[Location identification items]
——————

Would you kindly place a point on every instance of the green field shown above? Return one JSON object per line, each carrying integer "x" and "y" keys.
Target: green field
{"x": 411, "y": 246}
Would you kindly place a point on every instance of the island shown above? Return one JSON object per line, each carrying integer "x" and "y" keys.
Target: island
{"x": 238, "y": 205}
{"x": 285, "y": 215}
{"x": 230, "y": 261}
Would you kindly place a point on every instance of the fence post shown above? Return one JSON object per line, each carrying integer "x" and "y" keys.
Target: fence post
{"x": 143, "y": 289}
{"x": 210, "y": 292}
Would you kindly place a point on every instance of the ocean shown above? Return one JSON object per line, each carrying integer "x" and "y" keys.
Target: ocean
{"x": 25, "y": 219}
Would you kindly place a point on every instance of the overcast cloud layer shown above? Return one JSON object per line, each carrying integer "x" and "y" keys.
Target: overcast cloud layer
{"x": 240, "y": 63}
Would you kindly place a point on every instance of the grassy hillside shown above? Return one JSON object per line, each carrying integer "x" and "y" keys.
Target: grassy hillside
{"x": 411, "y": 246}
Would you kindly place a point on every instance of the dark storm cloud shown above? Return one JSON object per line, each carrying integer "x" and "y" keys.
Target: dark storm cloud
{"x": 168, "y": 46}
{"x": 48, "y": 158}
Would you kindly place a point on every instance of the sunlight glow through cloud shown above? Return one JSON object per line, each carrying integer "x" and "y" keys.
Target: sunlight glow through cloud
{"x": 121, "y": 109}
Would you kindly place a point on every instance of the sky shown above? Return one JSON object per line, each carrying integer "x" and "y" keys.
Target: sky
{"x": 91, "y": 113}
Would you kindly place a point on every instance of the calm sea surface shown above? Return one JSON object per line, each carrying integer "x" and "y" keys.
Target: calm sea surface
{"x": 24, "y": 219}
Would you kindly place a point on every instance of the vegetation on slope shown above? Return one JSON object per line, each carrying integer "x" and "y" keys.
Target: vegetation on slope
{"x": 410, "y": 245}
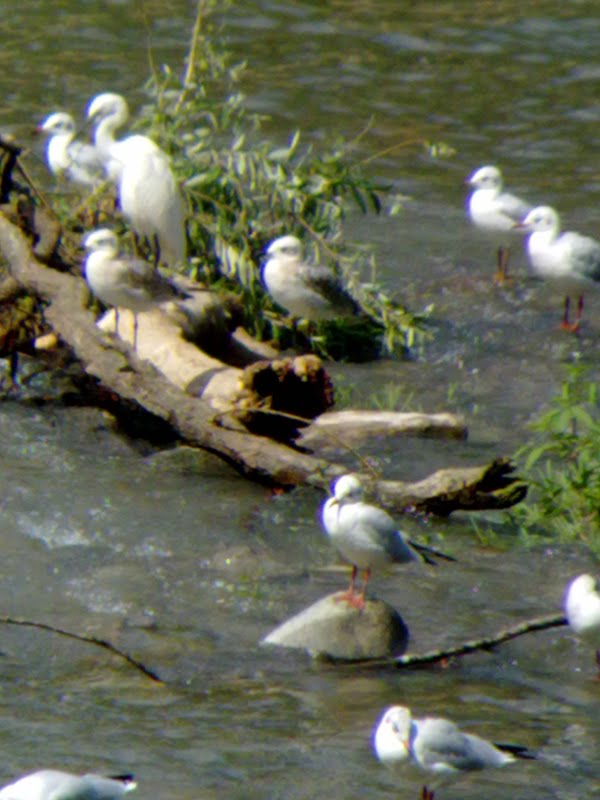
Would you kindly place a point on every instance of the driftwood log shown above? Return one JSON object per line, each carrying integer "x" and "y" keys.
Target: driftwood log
{"x": 137, "y": 384}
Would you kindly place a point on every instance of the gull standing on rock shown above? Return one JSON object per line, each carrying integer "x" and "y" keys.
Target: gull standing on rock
{"x": 570, "y": 260}
{"x": 305, "y": 291}
{"x": 148, "y": 192}
{"x": 78, "y": 162}
{"x": 53, "y": 784}
{"x": 124, "y": 282}
{"x": 582, "y": 609}
{"x": 438, "y": 745}
{"x": 366, "y": 536}
{"x": 493, "y": 210}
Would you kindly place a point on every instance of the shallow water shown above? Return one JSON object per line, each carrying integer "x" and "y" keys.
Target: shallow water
{"x": 189, "y": 570}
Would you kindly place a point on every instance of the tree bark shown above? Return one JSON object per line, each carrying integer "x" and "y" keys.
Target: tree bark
{"x": 118, "y": 369}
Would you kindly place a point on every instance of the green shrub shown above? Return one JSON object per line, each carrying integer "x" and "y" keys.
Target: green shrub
{"x": 562, "y": 465}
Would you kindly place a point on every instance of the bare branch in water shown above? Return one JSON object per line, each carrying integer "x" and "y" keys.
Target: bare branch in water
{"x": 105, "y": 644}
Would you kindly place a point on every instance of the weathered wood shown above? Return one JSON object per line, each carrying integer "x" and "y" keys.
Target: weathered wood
{"x": 141, "y": 385}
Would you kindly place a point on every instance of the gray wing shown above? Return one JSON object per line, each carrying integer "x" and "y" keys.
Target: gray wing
{"x": 513, "y": 206}
{"x": 585, "y": 253}
{"x": 329, "y": 285}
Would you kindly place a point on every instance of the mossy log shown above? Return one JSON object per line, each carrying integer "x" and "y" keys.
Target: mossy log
{"x": 138, "y": 384}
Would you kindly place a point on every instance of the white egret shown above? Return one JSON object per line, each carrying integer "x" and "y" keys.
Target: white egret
{"x": 148, "y": 192}
{"x": 582, "y": 609}
{"x": 124, "y": 282}
{"x": 304, "y": 290}
{"x": 437, "y": 745}
{"x": 571, "y": 261}
{"x": 492, "y": 210}
{"x": 52, "y": 784}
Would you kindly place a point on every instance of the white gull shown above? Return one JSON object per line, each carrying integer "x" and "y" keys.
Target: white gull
{"x": 437, "y": 745}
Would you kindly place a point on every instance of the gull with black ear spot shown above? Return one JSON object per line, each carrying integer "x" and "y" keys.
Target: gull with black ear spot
{"x": 493, "y": 210}
{"x": 367, "y": 536}
{"x": 305, "y": 291}
{"x": 569, "y": 260}
{"x": 146, "y": 187}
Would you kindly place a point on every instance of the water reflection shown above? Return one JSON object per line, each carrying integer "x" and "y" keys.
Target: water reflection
{"x": 190, "y": 570}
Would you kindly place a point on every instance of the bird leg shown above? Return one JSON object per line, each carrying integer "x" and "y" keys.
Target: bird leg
{"x": 501, "y": 274}
{"x": 350, "y": 596}
{"x": 572, "y": 327}
{"x": 156, "y": 248}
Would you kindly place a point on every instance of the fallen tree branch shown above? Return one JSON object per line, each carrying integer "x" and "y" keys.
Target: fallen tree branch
{"x": 137, "y": 384}
{"x": 484, "y": 644}
{"x": 104, "y": 643}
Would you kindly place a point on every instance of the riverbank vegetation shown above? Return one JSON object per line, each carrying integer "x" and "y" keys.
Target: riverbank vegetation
{"x": 561, "y": 465}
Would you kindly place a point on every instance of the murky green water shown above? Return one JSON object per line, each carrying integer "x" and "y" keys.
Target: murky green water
{"x": 189, "y": 571}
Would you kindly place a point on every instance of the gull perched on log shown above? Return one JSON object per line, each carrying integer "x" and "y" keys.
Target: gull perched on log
{"x": 147, "y": 190}
{"x": 305, "y": 291}
{"x": 493, "y": 210}
{"x": 569, "y": 260}
{"x": 78, "y": 162}
{"x": 582, "y": 609}
{"x": 438, "y": 745}
{"x": 53, "y": 784}
{"x": 366, "y": 536}
{"x": 124, "y": 282}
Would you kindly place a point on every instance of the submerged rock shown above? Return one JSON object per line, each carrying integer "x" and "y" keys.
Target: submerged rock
{"x": 338, "y": 630}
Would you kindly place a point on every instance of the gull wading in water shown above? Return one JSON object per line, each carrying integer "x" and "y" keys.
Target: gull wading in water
{"x": 493, "y": 210}
{"x": 53, "y": 784}
{"x": 147, "y": 190}
{"x": 582, "y": 609}
{"x": 366, "y": 536}
{"x": 437, "y": 745}
{"x": 124, "y": 282}
{"x": 569, "y": 260}
{"x": 305, "y": 291}
{"x": 78, "y": 162}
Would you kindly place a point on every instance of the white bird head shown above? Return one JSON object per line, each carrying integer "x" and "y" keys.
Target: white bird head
{"x": 487, "y": 177}
{"x": 541, "y": 219}
{"x": 287, "y": 247}
{"x": 102, "y": 239}
{"x": 58, "y": 123}
{"x": 108, "y": 105}
{"x": 581, "y": 587}
{"x": 392, "y": 734}
{"x": 348, "y": 487}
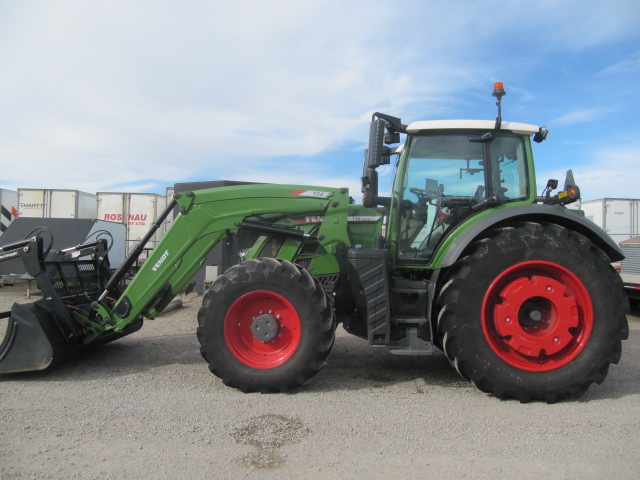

——————

### WHAT YOU ARE ASKED TO DO
Rewrite the material above, swapping every "Target" for "Label" and keeping everything else the same. Omit the pictures.

### WRITTEN RESPONSE
Would you kindly place a point on every instance of the green field shown above? Return one JSON object per line, each carrying integer "x" and "y" keys.
Label: green field
{"x": 411, "y": 246}
Would you kindly place a point on every instance of the island shown above? Return one JSON object per line, each carrying integer "x" and "y" keys.
Label: island
{"x": 238, "y": 205}
{"x": 285, "y": 215}
{"x": 230, "y": 261}
Would you kindly place a point on every instance of the fence post shown above? Return one JSON object per line, each carrying integer "x" and "y" keys.
Label: fence post
{"x": 143, "y": 289}
{"x": 210, "y": 292}
Would you kindly place a point on every instance of the ocean shown above? Return one JSON object per line, each carrying integer "x" and "y" keys.
Label: ocean
{"x": 25, "y": 219}
Would you kindly place a point on every instance of the overcast cloud layer shown above? Return one JSON object per line, each carrying integer "x" and "y" keys.
Label: overcast cloud layer
{"x": 240, "y": 63}
Would you kindly place a point on every instance of the grassy hillside shown above? Return one JSON object per line, each carrying integer "x" and "y" keys.
Label: grassy hillside
{"x": 411, "y": 246}
Would you kindly place a point on every instance of the dark storm cloud shown above? Return one JSON object per line, each carrying integer "x" and "y" keys.
Label: dark storm cloud
{"x": 168, "y": 46}
{"x": 48, "y": 158}
Would you kindly place a point on every instance of the sunlight glow through cloud shown above? Return one JSON object per line, each carrying integer "x" and "y" keys.
Label: sunlight glow through cloud
{"x": 121, "y": 109}
Would you kindly place a point on every instance of the sky shown above? Return one JSON object per line, each carrying integer "x" and "y" keys.
Label: sky
{"x": 91, "y": 113}
Would you kindly place a point on every instance of the calm sea surface shown above? Return one JSON object per line, each carrying integer "x" and "y" keys.
Label: calm sea surface
{"x": 24, "y": 219}
Would you kindly place a point on every instance of the vegetation on slope shown above? Return one JSON object per line, each carrying integer "x" and "y" keys.
Label: vegetation on slope
{"x": 410, "y": 245}
Would you kindly place a point on every instance of the driftwood log shown above? Return one JSON object per line, each carrying integer "x" and "y" keys.
Label: driftwood log
{"x": 137, "y": 384}
Would you kindly place a point on every instance of the gull standing on rock shown above? Return one JSON object per line, each carrying integer "x" and "y" keys.
Label: gull standing on rock
{"x": 570, "y": 260}
{"x": 305, "y": 291}
{"x": 148, "y": 192}
{"x": 78, "y": 162}
{"x": 53, "y": 784}
{"x": 124, "y": 282}
{"x": 582, "y": 609}
{"x": 438, "y": 745}
{"x": 366, "y": 536}
{"x": 493, "y": 210}
Would you kindly place a point on every instance of the shallow water shown above? Return one JSON object per line, each carrying integer "x" and "y" keys.
Label: shallow water
{"x": 189, "y": 570}
Would you kindly place a point on every instance of the tree bark shown above? Return one JSON object per line, each carrying integer "x" and "y" keys.
Label: tree bark
{"x": 118, "y": 369}
Would you kindly place a point on every instance of the green shrub shown above? Return one JSON object per line, each carrying integer "x" and "y" keys.
Label: green shrub
{"x": 562, "y": 465}
Would you kindly place a point on every instance of the bare branch in water shown above? Return one JSON object per line, each carrying integer "x" and "y" keys.
Label: bare branch in water
{"x": 105, "y": 644}
Would you kindly place a point on every instance of the weathered wood shown above? Return one JSON object per line, each carrying integer "x" and "y" keys.
Label: weathered wood
{"x": 141, "y": 385}
Would you kindly place a point on every instance of the gray wing shown above? Return one JSON object per line, each carrying integer "x" and "y" keys.
Label: gray wing
{"x": 513, "y": 206}
{"x": 585, "y": 253}
{"x": 329, "y": 285}
Would you kindly place a point on every instance of the mossy log shown above? Return one JSON object per line, each carrying integer "x" and "y" keys.
Label: mossy log
{"x": 138, "y": 384}
Would you kindly place a point on every instance of the white egret shown above? Return one JSON object per line, each carrying integer "x" and "y" keys.
Label: white egret
{"x": 148, "y": 192}
{"x": 582, "y": 609}
{"x": 124, "y": 282}
{"x": 304, "y": 290}
{"x": 437, "y": 745}
{"x": 571, "y": 261}
{"x": 492, "y": 210}
{"x": 52, "y": 784}
Would you kindly place a point on every instance of the white gull shown above? Return one JSON object per line, each carrying integer "x" and "y" keys.
Label: white gull
{"x": 437, "y": 745}
Would you kindly place a point on every instance of the gull with black ear spot shown above? Return one JSON object per line, each carrying integer "x" and "y" keys.
Label: gull with black ear spot
{"x": 493, "y": 210}
{"x": 367, "y": 536}
{"x": 305, "y": 291}
{"x": 569, "y": 260}
{"x": 146, "y": 187}
Would you kindly place a point on every instance of the water reflection shown above? Return one JSON object per line, each carrying integer "x" and "y" keys.
Label: water reflection
{"x": 190, "y": 570}
Would you kindly place a point on every instance of the bird leg shown above? Return one JSON object per line, each carrying integer "x" and "y" keys.
Label: bird leg
{"x": 501, "y": 274}
{"x": 350, "y": 596}
{"x": 572, "y": 327}
{"x": 156, "y": 248}
Would you kindly place a point on every instance of the fallen tree branch shown above? Return one JSON object per line, each carrying integer "x" and "y" keys.
Label: fallen tree branch
{"x": 137, "y": 384}
{"x": 484, "y": 644}
{"x": 104, "y": 643}
Would you kindly place a point on every instance of the riverbank vegetation shown above? Return one JSON object per line, each carrying integer "x" and "y" keys.
Label: riverbank vegetation
{"x": 561, "y": 465}
Would you kindly place a point on every instance of the murky green water shown above? Return one JSON object per line, each carrying integer "x" and "y" keys.
Label: murky green water
{"x": 189, "y": 571}
Would you kindly place a point on every instance of the gull perched on log shown above? Return one JSON object per line, each carrying integer "x" and "y" keys.
Label: gull perched on log
{"x": 147, "y": 190}
{"x": 305, "y": 291}
{"x": 493, "y": 210}
{"x": 569, "y": 260}
{"x": 78, "y": 162}
{"x": 582, "y": 609}
{"x": 438, "y": 745}
{"x": 53, "y": 784}
{"x": 366, "y": 536}
{"x": 124, "y": 282}
Would you kindly place a point on every instance of the submerged rock shown above? Return one JSON object per line, each carrying integer "x" and "y" keys.
Label: submerged rock
{"x": 338, "y": 630}
Would you kindly place a point on every instance of the gull wading in water shown above? Return one JSON object per line, each carrying integer "x" and "y" keys.
Label: gull wading in water
{"x": 493, "y": 210}
{"x": 53, "y": 784}
{"x": 147, "y": 190}
{"x": 582, "y": 609}
{"x": 366, "y": 536}
{"x": 437, "y": 745}
{"x": 124, "y": 282}
{"x": 569, "y": 260}
{"x": 305, "y": 291}
{"x": 78, "y": 162}
Would you kindly place a point on every instance of the white bird head shown above? Return one JSON object per line, each carrying integer "x" and "y" keys.
Label: white bird head
{"x": 487, "y": 177}
{"x": 541, "y": 219}
{"x": 287, "y": 247}
{"x": 102, "y": 239}
{"x": 58, "y": 123}
{"x": 108, "y": 105}
{"x": 581, "y": 587}
{"x": 392, "y": 734}
{"x": 348, "y": 487}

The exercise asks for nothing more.